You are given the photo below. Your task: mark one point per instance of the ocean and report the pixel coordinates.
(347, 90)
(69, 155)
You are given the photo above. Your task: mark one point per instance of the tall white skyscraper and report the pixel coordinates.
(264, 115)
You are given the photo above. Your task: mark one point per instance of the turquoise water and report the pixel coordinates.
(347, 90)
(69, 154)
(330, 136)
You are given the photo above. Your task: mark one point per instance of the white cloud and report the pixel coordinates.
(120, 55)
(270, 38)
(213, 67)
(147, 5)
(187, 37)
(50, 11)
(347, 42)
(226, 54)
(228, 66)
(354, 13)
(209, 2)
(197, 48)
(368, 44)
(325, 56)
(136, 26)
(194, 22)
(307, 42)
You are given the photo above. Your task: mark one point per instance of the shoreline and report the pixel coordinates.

• • • • • • •

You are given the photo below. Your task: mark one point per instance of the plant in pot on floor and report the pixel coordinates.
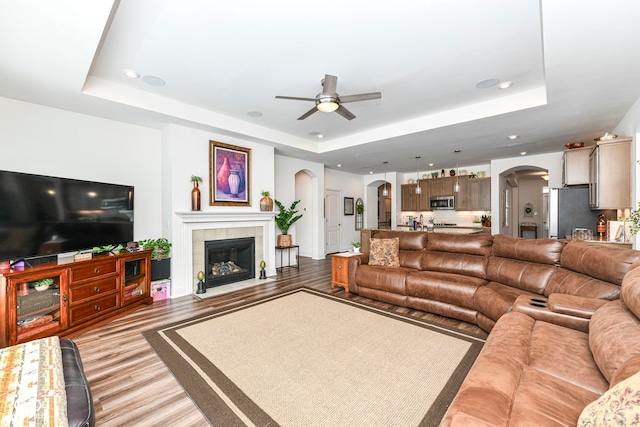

• • • • • • •

Task
Exactly the lines above from the one with "ocean and report the pixel coordinates." to the one with "shoreline and report the pixel coordinates.", both included, are to be quoted; leave the rest out.

Response area
You are given the photo below. Your task: mark one point per instance of the ocean and report the pixel coordinates.
(347, 90)
(69, 155)
You are given the photo above. Your task: mark one point per instance of the tall white skyscraper and report the pixel coordinates.
(264, 115)
You are given the photo above. Your task: mark one point per instance of the turquoise water and report the pixel coordinates.
(347, 90)
(69, 154)
(330, 136)
You are given the photo above. Your task: mark one point per instance of the white cloud and report the pixel coordinates.
(120, 55)
(270, 38)
(213, 67)
(147, 5)
(187, 37)
(50, 11)
(347, 42)
(226, 54)
(228, 66)
(354, 13)
(209, 2)
(197, 48)
(368, 44)
(325, 56)
(136, 26)
(194, 22)
(307, 42)
You are given the photo above. Your task: mark one point per instance of the shoreline and report the pixel coordinates.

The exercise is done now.